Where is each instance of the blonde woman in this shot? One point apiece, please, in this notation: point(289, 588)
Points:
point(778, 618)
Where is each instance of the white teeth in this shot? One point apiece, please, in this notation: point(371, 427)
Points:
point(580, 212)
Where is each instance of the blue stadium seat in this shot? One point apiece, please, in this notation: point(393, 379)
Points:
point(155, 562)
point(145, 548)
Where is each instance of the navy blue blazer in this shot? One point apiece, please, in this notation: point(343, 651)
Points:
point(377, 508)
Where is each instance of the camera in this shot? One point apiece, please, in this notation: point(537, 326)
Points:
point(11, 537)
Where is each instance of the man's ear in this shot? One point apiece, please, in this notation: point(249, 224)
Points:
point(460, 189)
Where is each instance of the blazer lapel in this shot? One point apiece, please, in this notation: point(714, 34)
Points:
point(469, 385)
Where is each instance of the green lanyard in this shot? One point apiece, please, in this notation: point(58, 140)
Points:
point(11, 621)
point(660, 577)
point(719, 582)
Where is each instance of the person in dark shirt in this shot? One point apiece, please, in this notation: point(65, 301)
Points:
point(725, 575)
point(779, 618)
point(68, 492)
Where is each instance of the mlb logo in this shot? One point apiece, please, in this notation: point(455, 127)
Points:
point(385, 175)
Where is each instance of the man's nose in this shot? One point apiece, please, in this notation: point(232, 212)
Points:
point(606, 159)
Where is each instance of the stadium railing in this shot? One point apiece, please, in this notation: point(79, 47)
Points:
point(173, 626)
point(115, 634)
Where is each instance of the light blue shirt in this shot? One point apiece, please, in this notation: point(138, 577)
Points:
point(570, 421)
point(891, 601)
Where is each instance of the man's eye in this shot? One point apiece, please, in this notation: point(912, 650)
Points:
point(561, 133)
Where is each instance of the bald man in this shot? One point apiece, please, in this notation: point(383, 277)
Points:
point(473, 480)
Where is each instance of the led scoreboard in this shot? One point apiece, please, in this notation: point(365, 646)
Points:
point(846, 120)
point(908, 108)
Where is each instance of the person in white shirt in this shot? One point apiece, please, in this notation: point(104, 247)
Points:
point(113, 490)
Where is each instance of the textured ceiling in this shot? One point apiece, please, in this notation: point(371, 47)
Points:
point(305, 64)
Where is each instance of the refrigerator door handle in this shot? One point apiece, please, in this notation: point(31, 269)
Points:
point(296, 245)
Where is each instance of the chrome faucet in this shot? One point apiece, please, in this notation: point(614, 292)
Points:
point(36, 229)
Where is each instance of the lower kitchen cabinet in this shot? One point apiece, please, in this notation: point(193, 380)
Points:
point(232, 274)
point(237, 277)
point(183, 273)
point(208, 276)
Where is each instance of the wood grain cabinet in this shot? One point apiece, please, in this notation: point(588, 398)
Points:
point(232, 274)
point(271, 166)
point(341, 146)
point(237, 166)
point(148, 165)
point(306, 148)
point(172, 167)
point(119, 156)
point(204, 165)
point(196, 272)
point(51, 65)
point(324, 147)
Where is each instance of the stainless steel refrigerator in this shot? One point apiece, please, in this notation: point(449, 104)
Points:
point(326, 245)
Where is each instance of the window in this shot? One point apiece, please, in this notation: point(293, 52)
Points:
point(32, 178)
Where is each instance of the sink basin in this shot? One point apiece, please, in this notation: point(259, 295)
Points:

WHAT TO DO :: Copy every entry above word for word, changing nothing.

EXERCISE RESULT ::
Where is each instance of the blonde woman in this shot? One point apiece, please, in this notation: point(289, 588)
Points:
point(778, 618)
Where is each instance of the white teeth in this shot? One point apiece, please, in this notation: point(371, 427)
Points:
point(580, 212)
Where is each instance of the blue stadium seat in this shot? One point apiece, please, in this notation: point(393, 379)
Points:
point(155, 562)
point(145, 548)
Where is each instance of the navy blue blazer in this shot? One point apiece, please, in this notation: point(343, 651)
Points:
point(377, 508)
Where is each instance of the camera in this shot? One point apiece, please, in this notation: point(537, 326)
Points:
point(11, 537)
Where is each instance of the man's ear in this shot? One point apiece, please, in this notation: point(249, 224)
Points:
point(460, 189)
Where is each instance of the blazer lapel in this shot? One point apiece, please, in this notation: point(714, 34)
Points:
point(469, 385)
Where is each instance of the green lanyard in this shot? One point apiece, please, in this notation: point(58, 140)
Points:
point(11, 621)
point(660, 577)
point(719, 582)
Where is each instance of the person in dark shirt in this shot? One point apiece, please, in this notation: point(65, 301)
Points:
point(725, 575)
point(779, 618)
point(68, 492)
Where is each instance of the mlb logo in this shot? One point apiece, please, in this notation: point(455, 127)
Points:
point(385, 175)
Where is each instance of the man's nose in this shot? One point apiece, please, in this notation: point(232, 212)
Points:
point(606, 159)
Where is each instance of the stadium railing in this shot? One point apiece, please, in this notation: point(79, 47)
Points:
point(173, 626)
point(115, 634)
Where is each instance of the light blue shirt in this shot? One point apiece, please, in this notation: point(138, 577)
Points:
point(570, 421)
point(891, 601)
Where is each instance of the man's eye in this shot? One point apiece, please, in this notation: point(912, 650)
Points:
point(561, 133)
Where is each instance of the bald man in this shot? One point apiece, please, in this notation: point(383, 277)
Points:
point(473, 480)
Where is each instance of the led scoreboard in this shot? One point apiece, please, in this notation: point(365, 646)
Points:
point(846, 120)
point(908, 108)
Where is each instance of the person in white shirt in this shot? One point apiece, please, in this notation: point(104, 247)
Points:
point(113, 490)
Where is each instance of the textured ceiling in this shot? One point apiece, please, in this notation: point(371, 47)
Points:
point(305, 64)
Where is each instance of the refrigerator door handle in this shot? One point apiece, please, in this notation: point(31, 269)
Points:
point(296, 245)
Where is each instance of the chrome faucet in this shot? One point apiece, please, in this notation: point(614, 292)
Points:
point(36, 229)
Where is each instance of the lower kitchen cabinet in this shot? One point apiece, please, in this notation: point(193, 380)
Points:
point(232, 274)
point(237, 277)
point(183, 273)
point(208, 276)
Where is each instance of the wood grain cabinet in this shot? One point apiece, please, in this notation: point(588, 398)
Points:
point(232, 274)
point(271, 166)
point(341, 146)
point(237, 166)
point(148, 165)
point(306, 148)
point(172, 167)
point(119, 156)
point(204, 165)
point(196, 272)
point(51, 65)
point(324, 147)
Where is each instance of the stainless steel refrigerator in this shot? One point apiece, please, in this notation: point(449, 104)
Points:
point(326, 245)
Where is each instance of the window in this shot? One point apiece, please, in this notation: point(293, 52)
Points:
point(32, 178)
Where is each instance of the sink basin in this shot? One point apiece, please, in this notation: point(259, 295)
Points:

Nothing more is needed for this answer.